(Free-text object descriptions)
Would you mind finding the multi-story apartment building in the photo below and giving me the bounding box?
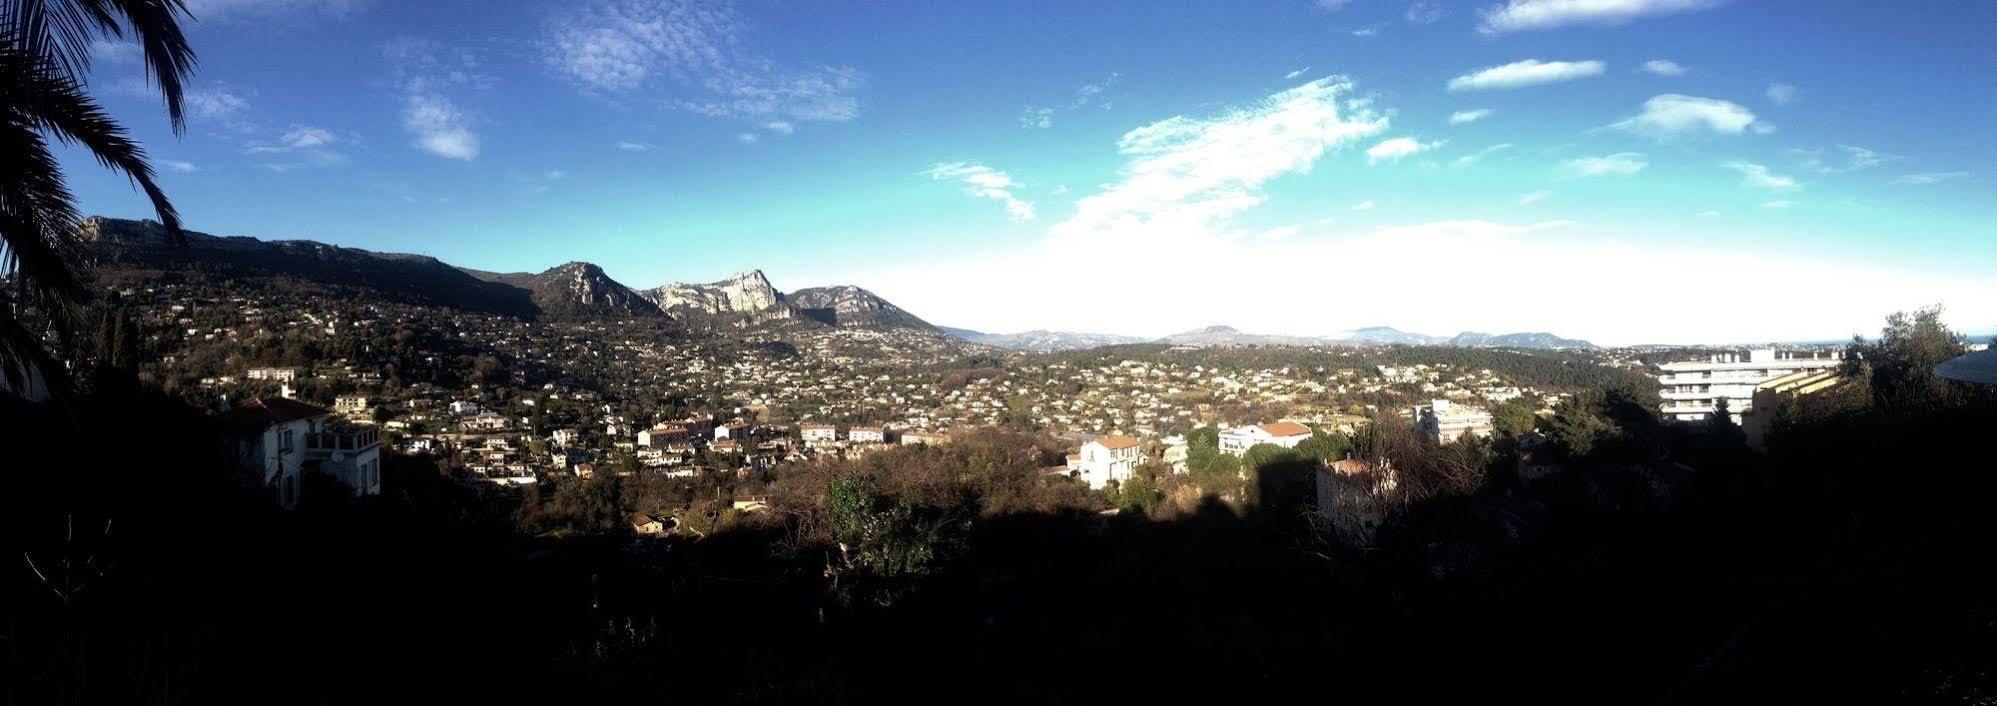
[1410,399,1494,443]
[1657,349,1841,424]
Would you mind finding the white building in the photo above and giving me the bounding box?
[848,426,886,444]
[1657,349,1841,423]
[221,397,381,509]
[1071,435,1143,489]
[1219,422,1312,456]
[801,424,838,442]
[1411,399,1494,443]
[245,366,301,382]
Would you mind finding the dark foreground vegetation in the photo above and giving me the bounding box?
[6,310,1996,705]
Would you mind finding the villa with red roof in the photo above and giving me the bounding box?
[1218,421,1313,456]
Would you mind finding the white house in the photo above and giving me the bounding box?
[1072,435,1143,489]
[551,428,581,447]
[848,426,886,444]
[1219,422,1312,456]
[245,366,301,382]
[801,424,838,442]
[221,397,381,509]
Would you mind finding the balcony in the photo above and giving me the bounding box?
[304,428,379,452]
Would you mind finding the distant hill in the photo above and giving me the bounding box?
[1341,326,1443,346]
[1158,325,1335,347]
[943,328,1150,352]
[83,217,542,318]
[462,262,665,320]
[1446,331,1595,349]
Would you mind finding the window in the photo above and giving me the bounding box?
[278,428,294,453]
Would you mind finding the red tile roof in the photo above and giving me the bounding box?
[1259,422,1312,438]
[1095,435,1141,450]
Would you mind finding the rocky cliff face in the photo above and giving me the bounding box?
[640,269,792,325]
[786,285,935,331]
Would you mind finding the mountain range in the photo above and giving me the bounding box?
[81,216,1593,350]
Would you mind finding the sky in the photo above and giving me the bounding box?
[61,0,1997,345]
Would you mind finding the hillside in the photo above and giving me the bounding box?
[463,262,666,320]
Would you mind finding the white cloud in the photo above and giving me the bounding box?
[1448,108,1494,125]
[160,160,198,173]
[1350,25,1383,36]
[1351,199,1375,211]
[764,121,795,135]
[737,132,759,144]
[1761,200,1795,209]
[1518,189,1552,205]
[1477,0,1721,34]
[1607,94,1760,138]
[926,162,1036,221]
[1313,0,1354,11]
[617,141,654,152]
[187,88,250,122]
[1446,59,1604,91]
[1561,152,1648,177]
[1020,107,1055,128]
[1367,136,1443,164]
[1285,67,1310,80]
[1640,59,1686,76]
[1793,145,1893,173]
[1405,2,1449,23]
[1894,171,1972,185]
[402,93,479,160]
[1051,76,1387,243]
[1451,142,1513,168]
[1723,161,1799,190]
[545,0,865,124]
[279,125,335,149]
[1766,83,1799,105]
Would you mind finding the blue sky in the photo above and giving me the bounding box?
[64,0,1997,344]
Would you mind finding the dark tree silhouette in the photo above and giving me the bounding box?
[1,0,194,398]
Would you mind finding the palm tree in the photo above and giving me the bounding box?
[1,0,194,400]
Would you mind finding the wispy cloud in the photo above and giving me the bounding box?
[1477,0,1721,34]
[1285,67,1311,80]
[1451,142,1513,168]
[385,38,489,160]
[1313,0,1354,11]
[1518,189,1552,205]
[926,162,1036,221]
[1405,2,1449,24]
[1447,59,1604,91]
[1561,152,1648,177]
[1351,199,1375,211]
[1373,219,1578,238]
[1367,136,1443,164]
[1790,145,1892,174]
[1448,108,1494,125]
[187,87,251,123]
[1052,76,1387,242]
[159,160,198,173]
[1640,59,1686,76]
[545,0,865,126]
[1766,82,1799,105]
[183,0,367,21]
[1606,94,1760,138]
[1021,73,1121,129]
[617,141,654,152]
[1894,171,1972,185]
[1723,161,1799,190]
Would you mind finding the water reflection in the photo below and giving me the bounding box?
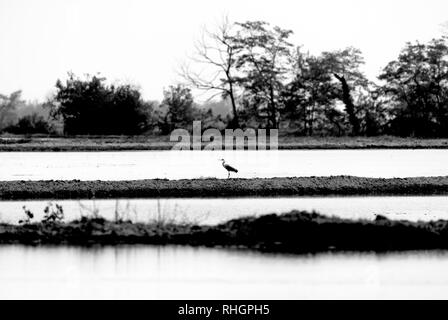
[0,245,448,299]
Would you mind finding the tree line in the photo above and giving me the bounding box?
[1,19,448,137]
[182,19,448,137]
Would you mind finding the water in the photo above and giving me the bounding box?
[1,149,447,299]
[0,245,447,299]
[1,149,448,180]
[1,196,447,225]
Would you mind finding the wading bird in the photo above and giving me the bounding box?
[220,159,238,178]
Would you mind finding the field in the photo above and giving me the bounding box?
[2,135,448,253]
[2,135,448,151]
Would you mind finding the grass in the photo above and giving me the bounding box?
[2,176,448,200]
[2,210,448,253]
[2,135,448,151]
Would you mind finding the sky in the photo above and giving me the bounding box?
[0,0,447,102]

*EXERCISE DESCRIPTION*.
Write out the data above exactly as it appears, but without any image.

*OUTPUT FOR THIS EXERCISE*.
Would you mind finding the multi-story apartment building in the photo below and giving me the bounding box?
[1410,399,1494,443]
[1657,349,1841,424]
Would you mind finding the white building in the photo above and giving me the bounding box?
[848,426,886,444]
[1657,349,1841,423]
[221,397,381,509]
[1071,435,1143,489]
[1219,422,1312,456]
[801,424,838,442]
[1411,399,1494,443]
[245,366,301,382]
Would you mind finding the dark foreground vegetation in the photo above and giving me the bounding box?
[6,310,1996,705]
Would you mind finding the villa with red roof in the photo above and giving me the bounding box?
[1218,421,1313,456]
Would you mind finding the white house in the photo above and giving me the bounding box?
[1072,435,1143,489]
[551,428,581,447]
[848,426,886,444]
[1219,422,1312,456]
[245,366,301,382]
[801,424,838,442]
[221,397,381,509]
Would you mind finding the balcony in the photo above and giving me the bounding box?
[304,428,379,452]
Would you mind finding the distant hill in the photo above and giving me the bounding box?
[1341,326,1443,346]
[1158,325,1335,347]
[943,328,1150,352]
[83,217,542,318]
[462,262,665,320]
[1446,331,1595,349]
Would you mind finding the window in the photo above and giving me the bounding box?
[278,428,294,453]
Would you mind finding the red tile roof in the photo above and giving me the bounding box?
[1259,422,1312,438]
[1095,435,1141,450]
Would you mind finding the rocky cliff face in the photo above and giving me the bounding box?
[640,269,792,325]
[786,285,935,331]
Would you mind finding the mountain range in the photo above and giving me the bounding box?
[81,216,1593,350]
Would you mind finding the sky in the photo above and giving me the bounding box?
[61,0,1997,345]
Would you mind finding the hillside in the photo above and giving me the bounding box?
[463,262,666,320]
Would you mind finding the white cloud in the photo above and giving me the bounding box?
[1448,108,1494,125]
[160,160,198,173]
[1350,25,1383,36]
[1351,199,1375,211]
[764,121,795,135]
[737,132,759,144]
[1761,200,1795,209]
[1518,189,1552,205]
[1477,0,1721,34]
[1607,94,1760,138]
[926,162,1036,221]
[1313,0,1354,11]
[617,141,654,152]
[187,88,250,122]
[1446,59,1604,91]
[1561,152,1648,177]
[1020,107,1055,128]
[1367,136,1443,164]
[1285,67,1310,80]
[1640,59,1686,76]
[1793,145,1893,173]
[1405,2,1449,23]
[1894,171,1972,185]
[402,93,479,160]
[1051,76,1387,243]
[1451,142,1513,168]
[1723,161,1799,190]
[545,0,865,124]
[279,125,335,149]
[1766,83,1799,105]
Would you mind finding the blue sky in the photo above and giving me the bounding box?
[64,0,1997,344]
Would you mind finding the dark tree silhouette in the photo above and giving me the bounding box?
[1,0,194,398]
Would you mind finding the palm tree in the photo above and giving me the bounding box?
[1,0,194,400]
Would you mind finding the wispy cloud in the photo above and giving me the bounding box?
[1477,0,1721,34]
[1285,67,1311,80]
[1451,142,1513,168]
[385,38,489,160]
[1313,0,1354,11]
[1518,189,1552,205]
[926,162,1036,221]
[1405,2,1449,24]
[1447,59,1604,91]
[1561,152,1648,177]
[1351,199,1375,211]
[1373,219,1578,238]
[1367,136,1443,164]
[1790,145,1892,174]
[1448,108,1494,125]
[187,87,251,123]
[1052,76,1387,242]
[159,160,198,173]
[1640,59,1686,76]
[545,0,865,126]
[1766,82,1799,105]
[183,0,367,21]
[1606,94,1760,138]
[1021,73,1121,129]
[617,141,654,152]
[1894,171,1972,185]
[1723,161,1799,190]
Would you mind finding the water reflection in the photo below and giving me the bounding box?
[0,245,448,299]
Would you mind finding the tree line in the photo above and giving me the bounding box?
[1,19,448,137]
[182,19,448,137]
Would you mind finding the water in the photo above and giving me the bounding box?
[1,149,447,299]
[0,245,447,299]
[1,149,448,180]
[1,196,447,225]
Would you mind finding the wading bird in the photo above and giving me the bounding box?
[220,159,238,178]
Would you mind finding the field in the photo above and giving me the bounding box?
[2,135,448,253]
[2,135,448,151]
Would you mind finding the grass in the photo above and giving me the bounding box?
[2,176,448,200]
[2,210,448,253]
[2,135,448,151]
Would you mind finding the sky in the photo above and giving me the bounding box?
[0,0,447,102]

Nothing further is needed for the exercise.